_WHAT YOU NEED TO DO_
a) Decide whether each of the following statements agrees with the blog entry below about a teenage client who keeps running from her placement, answering yes or no and quoting the deciding words of the entry: (i) The writer promises to skip writing an entry tomorrow. (ii) The placement provider's home lacks running water. (iii) The client names Mr. Lee as someone who talks straight.
b) In the blog entry below about a teenage client who keeps running from her placement, what role does Mr. Lee have?
c) Extend the blog entry below about a teenage client who keeps running from her placement, beginning right after its final sentence.

* BEGIN TEXT SHOWN *

What’s love got to do with it

I know, I know.  Two MYWOC entries in one day?  I fear you will grow tired of me so, I promise you, I will skip tomorrow.  But thoughts run ’round my head and I know I will not rest until I get them down on something resembling paper.

You see:  I strive to figure out why my teenage client keeps running from her placement provider — where she has a roof, electricity, running water, and where her own child resides — to the streets, her mother’s apartment which rarely has utilities, or friends’ parents’ homes.  She doesn’t really truly do anything “bad” when she’s on the run, she just exists in a world different than that which her placement provider gives her.  When I meet with her, she engages me fully, does not try to make excuses, she just quietly says, “I don’t belong there.  She [her placement provider] doesn’t talk straight, like you do, like Mr. Lee [her counselor] does, like my mom does.  I can’t count on what she says.”  I ask a hundred questions, and the same questions a hundred different ways.  It all comes back to that.

* END TEXT SHOWN *
* BEGIN RECORDED DATA *

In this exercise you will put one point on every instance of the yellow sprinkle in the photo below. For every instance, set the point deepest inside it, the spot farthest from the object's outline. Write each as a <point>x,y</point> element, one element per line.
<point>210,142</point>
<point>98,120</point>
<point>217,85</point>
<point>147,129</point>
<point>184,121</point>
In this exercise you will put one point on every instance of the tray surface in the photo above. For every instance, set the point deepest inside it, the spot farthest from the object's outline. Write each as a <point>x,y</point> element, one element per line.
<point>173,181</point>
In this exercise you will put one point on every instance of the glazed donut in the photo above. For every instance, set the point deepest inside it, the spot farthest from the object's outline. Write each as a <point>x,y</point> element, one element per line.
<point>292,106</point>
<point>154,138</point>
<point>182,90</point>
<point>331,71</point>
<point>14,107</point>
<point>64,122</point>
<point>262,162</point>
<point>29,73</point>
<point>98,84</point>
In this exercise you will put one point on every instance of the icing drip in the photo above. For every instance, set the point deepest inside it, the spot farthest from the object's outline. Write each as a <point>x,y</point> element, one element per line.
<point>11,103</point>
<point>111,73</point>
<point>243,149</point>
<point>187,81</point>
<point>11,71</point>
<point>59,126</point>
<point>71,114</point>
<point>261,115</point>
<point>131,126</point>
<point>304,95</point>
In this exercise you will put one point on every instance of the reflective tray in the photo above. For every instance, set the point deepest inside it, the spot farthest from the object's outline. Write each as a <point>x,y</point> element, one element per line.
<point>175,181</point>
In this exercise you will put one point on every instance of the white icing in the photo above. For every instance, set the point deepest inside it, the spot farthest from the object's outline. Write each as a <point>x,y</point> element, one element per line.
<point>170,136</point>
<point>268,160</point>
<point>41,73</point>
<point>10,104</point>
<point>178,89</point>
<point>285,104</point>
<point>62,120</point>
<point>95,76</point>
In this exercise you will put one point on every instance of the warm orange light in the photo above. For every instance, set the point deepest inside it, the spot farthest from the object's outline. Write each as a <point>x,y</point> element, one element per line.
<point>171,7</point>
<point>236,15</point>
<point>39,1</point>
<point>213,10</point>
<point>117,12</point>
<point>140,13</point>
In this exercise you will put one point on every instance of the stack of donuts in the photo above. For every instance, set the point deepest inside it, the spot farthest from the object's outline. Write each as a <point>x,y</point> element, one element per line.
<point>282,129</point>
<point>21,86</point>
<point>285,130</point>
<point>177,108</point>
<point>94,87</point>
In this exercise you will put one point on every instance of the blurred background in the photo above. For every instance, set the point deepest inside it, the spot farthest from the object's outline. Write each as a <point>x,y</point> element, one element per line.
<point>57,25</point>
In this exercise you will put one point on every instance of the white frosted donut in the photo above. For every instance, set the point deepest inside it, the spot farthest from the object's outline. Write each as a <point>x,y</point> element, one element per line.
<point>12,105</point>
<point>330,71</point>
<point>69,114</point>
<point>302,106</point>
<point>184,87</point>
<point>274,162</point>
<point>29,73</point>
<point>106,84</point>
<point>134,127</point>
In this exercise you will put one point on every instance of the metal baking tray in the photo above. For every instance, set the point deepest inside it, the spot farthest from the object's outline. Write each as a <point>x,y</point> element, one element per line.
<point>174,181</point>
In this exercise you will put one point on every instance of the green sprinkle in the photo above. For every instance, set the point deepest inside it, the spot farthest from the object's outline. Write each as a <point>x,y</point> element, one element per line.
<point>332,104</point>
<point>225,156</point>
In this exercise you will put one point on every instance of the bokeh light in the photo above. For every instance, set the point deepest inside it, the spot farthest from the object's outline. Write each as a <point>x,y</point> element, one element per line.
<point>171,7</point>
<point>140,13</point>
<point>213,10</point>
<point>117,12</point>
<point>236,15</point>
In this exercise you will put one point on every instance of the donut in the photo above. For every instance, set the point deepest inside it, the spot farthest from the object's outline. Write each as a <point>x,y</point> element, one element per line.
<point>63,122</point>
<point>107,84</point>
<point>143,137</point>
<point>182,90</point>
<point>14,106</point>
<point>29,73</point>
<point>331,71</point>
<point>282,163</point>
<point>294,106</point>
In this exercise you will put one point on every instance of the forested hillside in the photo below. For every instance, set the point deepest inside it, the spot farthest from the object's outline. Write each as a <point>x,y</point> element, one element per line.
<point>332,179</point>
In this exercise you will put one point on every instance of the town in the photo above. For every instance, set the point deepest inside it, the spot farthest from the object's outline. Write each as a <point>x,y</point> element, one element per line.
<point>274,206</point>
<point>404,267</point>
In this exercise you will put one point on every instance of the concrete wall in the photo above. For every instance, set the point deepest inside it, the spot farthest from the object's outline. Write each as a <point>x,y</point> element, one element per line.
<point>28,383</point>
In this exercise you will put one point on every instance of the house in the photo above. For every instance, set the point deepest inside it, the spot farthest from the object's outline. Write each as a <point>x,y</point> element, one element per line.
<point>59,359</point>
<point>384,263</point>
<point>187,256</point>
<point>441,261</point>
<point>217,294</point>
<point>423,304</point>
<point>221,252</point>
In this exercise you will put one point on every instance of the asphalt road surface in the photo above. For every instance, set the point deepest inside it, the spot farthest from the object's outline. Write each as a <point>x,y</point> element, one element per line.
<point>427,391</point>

* END RECORDED DATA *

_ANSWER SET_
a)
(i) Yes: "I promise you, I will skip tomorrow."
(ii) No: "where she has a roof, electricity, running water, and where her own child resides"
(iii) Yes: "She [her placement provider] doesn’t talk straight, like you do, like Mr. Lee [her counselor] does"

b) He is her counselor.

c)
While the placement provider’s home has some issues to which I object, they aren’t the reasons  my client runs away.  For her, it all boils down to this:  She does not feel welcome.

I cast my thoughts to those basic needs we have, the needs that I chide all of my divorce clients for overlooking in their children:  The need to feel loved; and the need to feel safe.  Inevitably, I turn my mind further back, to my own attempts to understand what love is.

From the Bible: 

“1If I speak in the tongues of men or of angels, but do not have love, I am only a resounding gong or a clanging cymbal. 2If I have the gift of prophecy and can fathom all mysteries and all knowledge, and if I have a faith that can move mountains, but do not have love, I am nothing. 3If I give all I possess to the poor and give over my body to hardship that I may boast,b but do not have love, I gain nothing.”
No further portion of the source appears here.